Point annotation dataset records
— begin —
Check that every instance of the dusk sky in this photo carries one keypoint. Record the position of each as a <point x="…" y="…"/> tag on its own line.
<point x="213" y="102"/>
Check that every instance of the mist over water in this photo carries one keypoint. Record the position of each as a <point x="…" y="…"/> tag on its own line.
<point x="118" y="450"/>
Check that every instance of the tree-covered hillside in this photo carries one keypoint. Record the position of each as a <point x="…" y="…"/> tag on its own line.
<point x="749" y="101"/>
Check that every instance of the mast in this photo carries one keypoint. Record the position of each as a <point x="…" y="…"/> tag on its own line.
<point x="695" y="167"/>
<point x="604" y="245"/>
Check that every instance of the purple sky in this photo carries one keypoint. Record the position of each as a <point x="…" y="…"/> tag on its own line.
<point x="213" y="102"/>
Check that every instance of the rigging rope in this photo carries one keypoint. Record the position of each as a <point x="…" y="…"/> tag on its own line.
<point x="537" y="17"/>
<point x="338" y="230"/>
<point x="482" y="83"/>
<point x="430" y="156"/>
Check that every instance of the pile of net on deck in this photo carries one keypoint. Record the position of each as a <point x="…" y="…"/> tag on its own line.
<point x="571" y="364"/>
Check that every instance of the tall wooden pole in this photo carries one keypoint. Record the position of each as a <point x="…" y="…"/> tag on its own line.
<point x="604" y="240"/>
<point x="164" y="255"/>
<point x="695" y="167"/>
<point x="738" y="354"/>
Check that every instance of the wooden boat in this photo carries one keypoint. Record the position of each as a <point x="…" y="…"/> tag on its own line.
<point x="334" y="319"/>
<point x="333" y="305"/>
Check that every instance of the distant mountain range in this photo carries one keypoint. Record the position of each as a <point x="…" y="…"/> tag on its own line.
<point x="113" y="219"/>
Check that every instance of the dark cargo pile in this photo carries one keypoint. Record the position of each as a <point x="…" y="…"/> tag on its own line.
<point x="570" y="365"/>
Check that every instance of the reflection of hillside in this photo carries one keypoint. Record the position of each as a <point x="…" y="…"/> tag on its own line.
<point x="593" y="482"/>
— end —
— begin —
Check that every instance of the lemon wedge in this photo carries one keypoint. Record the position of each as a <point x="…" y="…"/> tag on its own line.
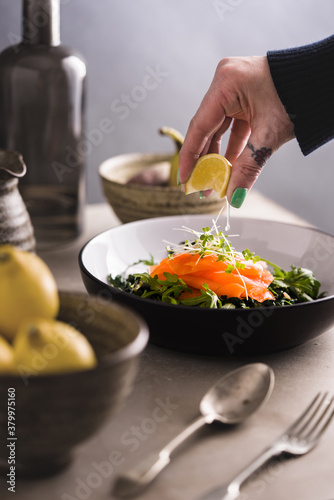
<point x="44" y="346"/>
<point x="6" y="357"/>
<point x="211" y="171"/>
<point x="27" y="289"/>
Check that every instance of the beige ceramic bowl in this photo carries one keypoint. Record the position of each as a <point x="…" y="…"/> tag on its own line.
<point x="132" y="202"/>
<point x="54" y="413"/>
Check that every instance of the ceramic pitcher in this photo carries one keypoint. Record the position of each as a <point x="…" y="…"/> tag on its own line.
— end —
— begin —
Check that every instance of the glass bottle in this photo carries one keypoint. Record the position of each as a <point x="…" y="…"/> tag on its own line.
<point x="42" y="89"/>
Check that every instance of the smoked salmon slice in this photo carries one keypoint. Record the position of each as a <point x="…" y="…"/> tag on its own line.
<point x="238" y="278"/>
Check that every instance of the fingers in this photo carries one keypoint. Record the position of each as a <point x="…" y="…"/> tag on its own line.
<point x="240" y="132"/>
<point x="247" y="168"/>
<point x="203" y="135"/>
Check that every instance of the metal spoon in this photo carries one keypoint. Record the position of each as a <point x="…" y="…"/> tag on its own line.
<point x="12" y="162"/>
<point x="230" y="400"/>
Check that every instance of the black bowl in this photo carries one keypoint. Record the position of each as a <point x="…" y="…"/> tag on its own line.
— end —
Reproduce, without alteration, the part of the listing that opens with the line containing "Check that every instance of the beige" and closes with the line containing "Check that every instance of the ceramic", including both of those lines.

Check that every instance of the beige ceramic bowl in this photo carries one keypoint. Record the position of each as a <point x="…" y="…"/> tag on its own line.
<point x="132" y="202"/>
<point x="54" y="413"/>
Check that every instance of the ceramic pitcher in this photo carries one keypoint. Record the position of each as a <point x="…" y="…"/> tag on its own line.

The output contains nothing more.